Page text start

- Education: Satyajit Ray Film and Television Institute, National Institute of Technology Calicut
- Occupation: Cinematographer
- Years active: 2018–present

= Appu Prabhakar =

Indian cinematographer

Appu Prabhakar is a national award-winning Indian cinematographer who is known for his works in Malayalam, Bengali, Telugu and Nepali films.

== Career ==
Appu Prabhakar completed a Bachelor of Technology degree from National Institute of Technology Calicut, and studied cinematography at Satyajit Ray Film and Television Institute. He worked as a second camera operator for the Malayalam film Comrade in America (2017). In 2018, he worked as a cinematographer for the short film, Eye Test, for which he received the National Film Award for Best Non-Feature Film Cinematography. He worked on several films in Malayalam, Bengali, and Nepali before making his Telugu film debut with Uma Maheswara Ugra Roopasya (2020).

Page text end

**Task instructions:**
1. Rewrite the Appu Prabhakar biography from "- Education: Satyajit" up to and including "and Nepali films.", putting "Nepalese" in place of "Nepali".
2. How many lines of the records below contain the string "Expected"? Count case-sensitively and reply with the number alone.

Provided data start

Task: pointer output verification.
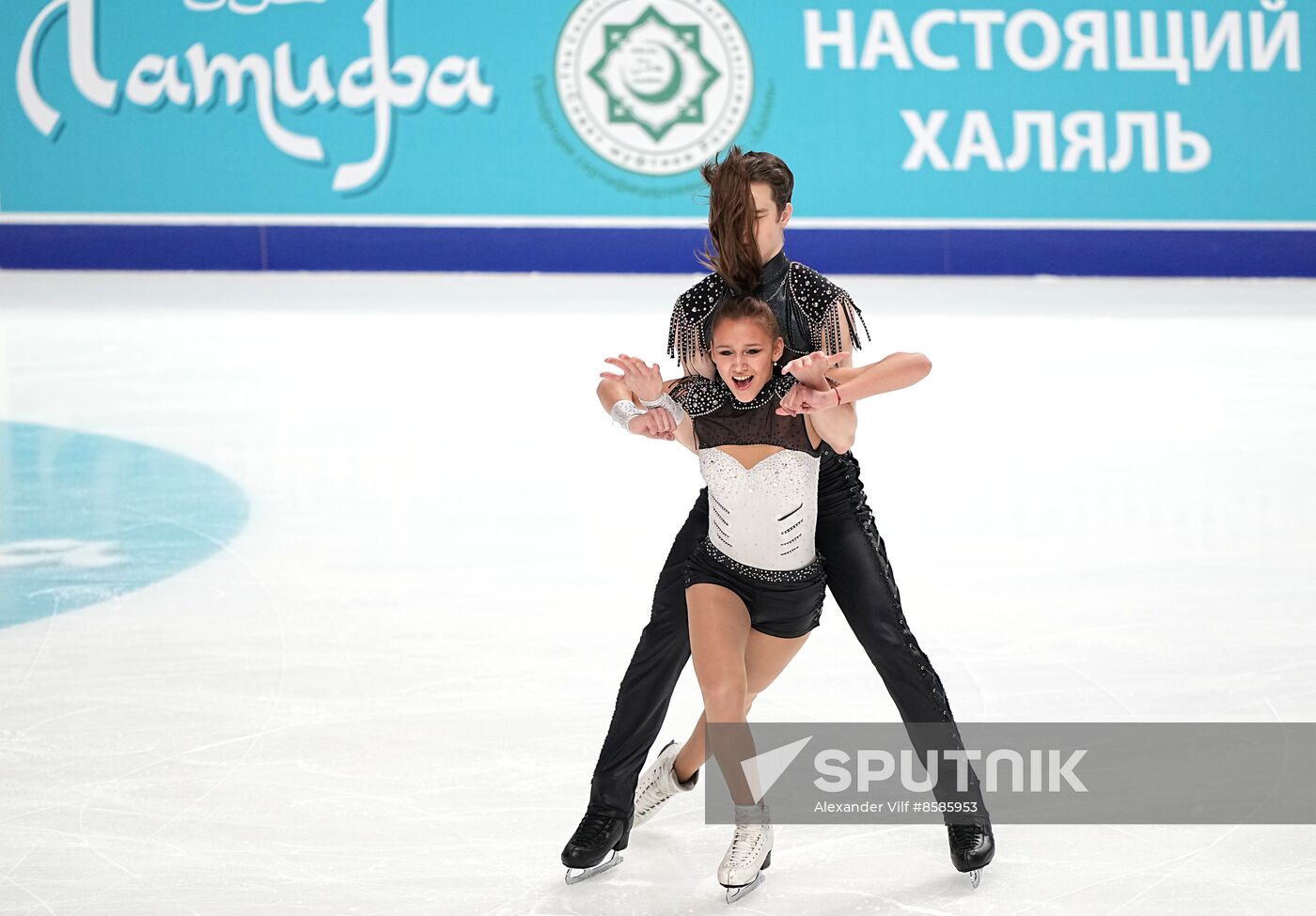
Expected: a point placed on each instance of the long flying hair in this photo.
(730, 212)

Provided data end
Provided data start

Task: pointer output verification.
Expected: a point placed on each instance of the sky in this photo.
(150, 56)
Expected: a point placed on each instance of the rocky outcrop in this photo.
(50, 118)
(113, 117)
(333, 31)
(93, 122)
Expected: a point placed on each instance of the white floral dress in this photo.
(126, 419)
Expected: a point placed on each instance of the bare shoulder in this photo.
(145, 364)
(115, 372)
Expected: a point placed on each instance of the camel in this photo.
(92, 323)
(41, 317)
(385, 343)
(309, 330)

Provided data end

**Solution set:**
1.
- Education: Satyajit Ray Film and Television Institute, National Institute of Technology Calicut
- Occupation: Cinematographer
- Years active: 2018–present

= Appu Prabhakar =

Indian cinematographer

Appu Prabhakar is a national award-winning Indian cinematographer who is known for his works in Malayalam, Bengali, Telugu and Nepalese films.

2. 6